▶ Verilen Metin

------------

Emsal Mahkeme Kararı İzmir Bölge Adliye Mahkemesi 17. Hukuk Dairesi 2019/1154 E. 2022/1122 K. 16.06.2022 T.

Görüntülediğiniz mahkeme kararı henüz kesinleşmemiştir. Yararlı olması amacıyla eklenmiştir.

T.C.
İZMİR
BÖLGE ADLİYE MAHKEMESİ
17. HUKUK DAİRESİ

DOSYA NO : 2019/1154
KARAR NO : 2022/1122
KARAR TARİHİ : 16/06/2022

T Ü R K M İ L L E T İ A D I N A
B Ö L G E A D L İ Y E M A H K E M E S İ K A R A R I

İNCELENEN KARARIN
MAHKEMESİ : İZMİR 5. ASLİYE TİCARET MAHKEMESİ
TARİHİ : 26/02/2019
NUMARASI : 2016/904 Esas 2019/206 Karar
DAVANIN KONUSU : Alacak (Hizmet Sözleşmesinden Kaynaklanan)
BAM KARAR TARİHİ : 16/06/2022
KARAR YAZIM TARİHİ : 16/06/2022

Davacı vekili tarafından yukarıda belirtilen karara karşı istinaf yasa yoluna başvurulması üzerine, 6100 sayılı Hukuk Muhakemeleri Kanunu’nun 352. maddesi uyarınca yapılan ön inceleme sonucu eksiklik bulunmadığı anlaşılmakla; inceleme aşamasına geçildi. İncelemenin dosya üzerinde yapılmasına karar verildikten sonra dosya incelendi.
GEREĞİ DÜŞÜNÜLDÜ:
DAVA : Davacı vekili dava dilekçesinde özetle; taraflar arasında 21.03.2015 tarihli Otogaz Bayilik sözleşmesi bulunduğunu, davalı tarafça gönderilen ihtarname ile “yükümlülüklerini yerine getirmediğinden bahisle” tek taraflı olarak bayilik sözleşmesinin feshedildiğini, davalının yasal mevzuat ile TSE taleplerine uygun olarak LPG otogaz sisteminde yapılması gereken revizyonları yerine getirmemekle müvekkili şirketi sorumlu tuttuğunu, davalının taleplerinin yerine getirilmesi konusunda yazılı başvuru ve ihtarının olmadığını, sözleşmesinin 22. maddesinde özetle “Şirket akdin ihlali sebebiyle anlaşmayı fesh ettiği takdirde bayiden, maruz kaldığı zarar, ziyan ve anlaşma süresinin sonuna kadar (21.03.2017) hesap edilmek üzere, mahrum kaldığı tazminatı talep edebileceğini bayi şimdiden kabul eder.” denildiğini, müvekkili şirketi zarara uğratması sebebiyle fazlaya ilişkin hakları saklı kalmak kaydıyla müvekkili şirketin kâr mahrumiyeti tazminatı alacağının 26.257,71 TLnin sözleşmeyi haksız feshettiği tarihten itibaren işleyecek ticari faizi ile birlikte tahsiline karar verilmesini talep ve dava etmiştir.

------------

Verilen metne göre taraflar arasındaki Otogaz Bayilik sözleşmesi hangi tarihlidir?

▶ Satır Alıntıları

------------

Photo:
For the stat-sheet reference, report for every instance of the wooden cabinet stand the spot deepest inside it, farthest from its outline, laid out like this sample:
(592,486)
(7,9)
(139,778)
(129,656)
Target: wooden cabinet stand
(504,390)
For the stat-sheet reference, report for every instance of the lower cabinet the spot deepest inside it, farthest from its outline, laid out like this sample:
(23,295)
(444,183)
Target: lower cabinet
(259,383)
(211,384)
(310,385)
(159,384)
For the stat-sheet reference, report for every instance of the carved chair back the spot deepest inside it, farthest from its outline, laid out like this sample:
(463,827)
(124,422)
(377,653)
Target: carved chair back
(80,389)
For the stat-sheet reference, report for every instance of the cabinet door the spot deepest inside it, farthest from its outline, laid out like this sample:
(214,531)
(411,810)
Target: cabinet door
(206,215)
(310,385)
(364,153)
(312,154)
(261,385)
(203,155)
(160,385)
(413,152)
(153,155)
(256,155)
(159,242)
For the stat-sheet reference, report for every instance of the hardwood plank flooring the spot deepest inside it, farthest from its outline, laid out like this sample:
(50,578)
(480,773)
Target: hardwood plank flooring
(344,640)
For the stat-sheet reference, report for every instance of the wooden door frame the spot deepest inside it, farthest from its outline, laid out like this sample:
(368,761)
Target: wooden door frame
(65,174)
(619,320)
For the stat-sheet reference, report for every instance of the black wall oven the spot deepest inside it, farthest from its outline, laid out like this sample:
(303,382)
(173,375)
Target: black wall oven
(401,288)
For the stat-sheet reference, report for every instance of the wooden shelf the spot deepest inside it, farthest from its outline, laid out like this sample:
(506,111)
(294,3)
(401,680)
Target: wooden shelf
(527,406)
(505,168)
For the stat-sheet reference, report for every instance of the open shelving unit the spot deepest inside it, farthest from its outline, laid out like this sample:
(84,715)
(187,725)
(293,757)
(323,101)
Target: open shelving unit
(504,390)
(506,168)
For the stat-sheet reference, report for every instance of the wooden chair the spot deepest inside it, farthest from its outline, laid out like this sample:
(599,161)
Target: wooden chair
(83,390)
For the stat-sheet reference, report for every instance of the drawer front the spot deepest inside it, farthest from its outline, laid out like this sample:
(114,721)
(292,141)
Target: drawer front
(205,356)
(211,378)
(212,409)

------------

▶ Yazılı Çözüm
Sözleşme 21.03.2015 tarihlidir.